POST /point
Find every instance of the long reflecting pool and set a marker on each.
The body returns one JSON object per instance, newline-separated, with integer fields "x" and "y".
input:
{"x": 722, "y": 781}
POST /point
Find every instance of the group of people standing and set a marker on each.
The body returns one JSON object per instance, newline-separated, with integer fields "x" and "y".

===============

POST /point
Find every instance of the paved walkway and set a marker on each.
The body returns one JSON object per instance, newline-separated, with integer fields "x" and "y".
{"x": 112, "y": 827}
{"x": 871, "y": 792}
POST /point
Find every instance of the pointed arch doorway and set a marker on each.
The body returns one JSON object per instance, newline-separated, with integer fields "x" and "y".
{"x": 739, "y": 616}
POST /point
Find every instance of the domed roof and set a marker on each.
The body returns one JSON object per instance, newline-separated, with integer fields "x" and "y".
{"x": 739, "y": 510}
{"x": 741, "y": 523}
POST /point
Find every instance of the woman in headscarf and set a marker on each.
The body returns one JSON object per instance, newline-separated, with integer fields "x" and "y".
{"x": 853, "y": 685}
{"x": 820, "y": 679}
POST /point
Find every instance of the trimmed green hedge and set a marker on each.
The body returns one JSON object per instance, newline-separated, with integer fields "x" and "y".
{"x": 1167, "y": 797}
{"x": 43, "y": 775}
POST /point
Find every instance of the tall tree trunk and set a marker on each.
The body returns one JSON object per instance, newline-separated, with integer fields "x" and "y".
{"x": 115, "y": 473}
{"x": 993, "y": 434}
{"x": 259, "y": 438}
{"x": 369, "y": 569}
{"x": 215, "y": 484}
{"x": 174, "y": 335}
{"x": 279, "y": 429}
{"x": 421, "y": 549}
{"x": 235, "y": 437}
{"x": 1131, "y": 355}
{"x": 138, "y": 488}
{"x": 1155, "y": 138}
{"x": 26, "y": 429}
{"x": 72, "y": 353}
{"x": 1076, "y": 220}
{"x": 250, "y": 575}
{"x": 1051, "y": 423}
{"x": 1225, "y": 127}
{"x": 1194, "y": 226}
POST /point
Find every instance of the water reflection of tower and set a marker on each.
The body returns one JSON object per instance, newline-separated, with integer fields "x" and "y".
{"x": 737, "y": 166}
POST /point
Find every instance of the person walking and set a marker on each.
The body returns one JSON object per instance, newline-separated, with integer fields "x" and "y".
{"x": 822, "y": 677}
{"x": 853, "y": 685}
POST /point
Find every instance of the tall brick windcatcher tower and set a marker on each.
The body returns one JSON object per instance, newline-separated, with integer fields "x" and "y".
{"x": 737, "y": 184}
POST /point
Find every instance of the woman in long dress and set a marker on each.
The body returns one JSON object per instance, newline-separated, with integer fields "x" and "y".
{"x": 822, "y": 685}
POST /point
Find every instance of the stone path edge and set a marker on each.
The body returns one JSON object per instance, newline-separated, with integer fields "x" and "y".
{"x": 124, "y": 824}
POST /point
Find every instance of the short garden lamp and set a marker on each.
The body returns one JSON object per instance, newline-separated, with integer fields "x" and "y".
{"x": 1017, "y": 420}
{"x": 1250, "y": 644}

===============

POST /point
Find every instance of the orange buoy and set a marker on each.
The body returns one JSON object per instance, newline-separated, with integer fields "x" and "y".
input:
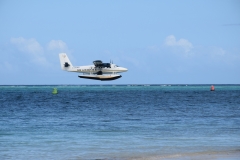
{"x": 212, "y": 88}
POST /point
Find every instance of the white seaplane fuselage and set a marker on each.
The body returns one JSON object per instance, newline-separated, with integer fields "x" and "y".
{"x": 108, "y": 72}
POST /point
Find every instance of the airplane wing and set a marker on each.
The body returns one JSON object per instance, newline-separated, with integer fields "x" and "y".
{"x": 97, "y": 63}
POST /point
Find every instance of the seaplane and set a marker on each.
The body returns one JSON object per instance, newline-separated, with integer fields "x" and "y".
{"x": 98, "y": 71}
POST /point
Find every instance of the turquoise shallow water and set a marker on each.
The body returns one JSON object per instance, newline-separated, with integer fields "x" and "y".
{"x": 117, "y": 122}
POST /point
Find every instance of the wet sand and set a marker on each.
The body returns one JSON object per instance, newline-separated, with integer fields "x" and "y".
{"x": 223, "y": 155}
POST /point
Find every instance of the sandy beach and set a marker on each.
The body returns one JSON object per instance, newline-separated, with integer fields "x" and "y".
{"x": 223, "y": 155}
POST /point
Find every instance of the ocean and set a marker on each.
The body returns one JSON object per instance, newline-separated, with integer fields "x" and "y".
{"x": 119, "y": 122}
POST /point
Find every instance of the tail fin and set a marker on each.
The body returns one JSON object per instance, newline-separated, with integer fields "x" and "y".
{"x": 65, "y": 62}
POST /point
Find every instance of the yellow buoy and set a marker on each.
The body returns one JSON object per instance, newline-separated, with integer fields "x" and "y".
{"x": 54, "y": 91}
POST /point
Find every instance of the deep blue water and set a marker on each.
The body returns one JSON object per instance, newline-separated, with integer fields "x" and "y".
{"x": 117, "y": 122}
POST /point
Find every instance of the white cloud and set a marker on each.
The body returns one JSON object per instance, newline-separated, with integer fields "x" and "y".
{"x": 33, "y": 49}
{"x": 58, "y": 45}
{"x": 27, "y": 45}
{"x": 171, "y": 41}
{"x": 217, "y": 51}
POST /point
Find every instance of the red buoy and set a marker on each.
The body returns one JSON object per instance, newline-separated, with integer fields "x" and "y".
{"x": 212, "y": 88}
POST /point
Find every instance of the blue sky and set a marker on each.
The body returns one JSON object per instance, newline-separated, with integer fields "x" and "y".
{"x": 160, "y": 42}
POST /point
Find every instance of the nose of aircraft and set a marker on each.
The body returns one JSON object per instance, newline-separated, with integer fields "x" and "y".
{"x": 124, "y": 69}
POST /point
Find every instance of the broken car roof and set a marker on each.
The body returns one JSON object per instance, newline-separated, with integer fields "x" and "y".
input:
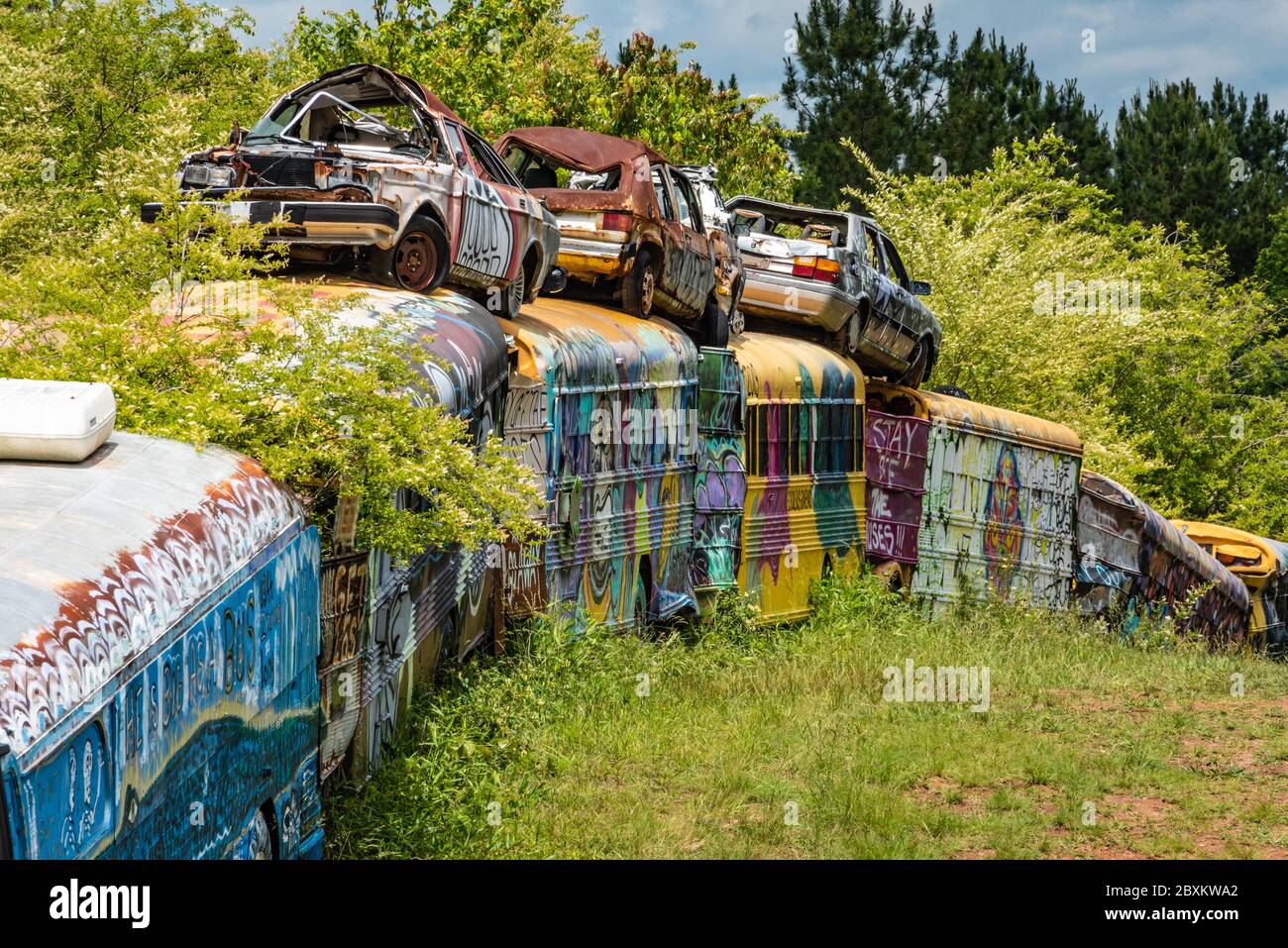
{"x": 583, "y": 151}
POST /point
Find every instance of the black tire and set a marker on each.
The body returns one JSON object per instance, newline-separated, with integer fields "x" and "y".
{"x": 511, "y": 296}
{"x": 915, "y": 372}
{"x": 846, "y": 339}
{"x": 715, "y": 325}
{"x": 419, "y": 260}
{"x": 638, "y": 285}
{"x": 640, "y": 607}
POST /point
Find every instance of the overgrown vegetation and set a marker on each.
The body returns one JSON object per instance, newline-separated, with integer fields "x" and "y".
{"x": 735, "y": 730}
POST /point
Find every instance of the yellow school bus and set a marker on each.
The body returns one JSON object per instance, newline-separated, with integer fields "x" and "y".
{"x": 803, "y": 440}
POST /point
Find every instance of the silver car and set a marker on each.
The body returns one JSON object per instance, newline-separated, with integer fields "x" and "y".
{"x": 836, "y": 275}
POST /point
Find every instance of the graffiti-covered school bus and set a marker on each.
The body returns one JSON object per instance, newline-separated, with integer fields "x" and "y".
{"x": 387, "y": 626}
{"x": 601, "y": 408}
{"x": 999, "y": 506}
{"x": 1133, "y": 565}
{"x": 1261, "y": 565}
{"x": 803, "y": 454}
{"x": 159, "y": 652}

===============

- Exercise brief:
Return every line of the items above that contains the word "yellow", matching case exactly.

- Task response:
Find every instance of the yellow buoy and set a marker on each.
Find every instance of the yellow school bus and set a marker on each.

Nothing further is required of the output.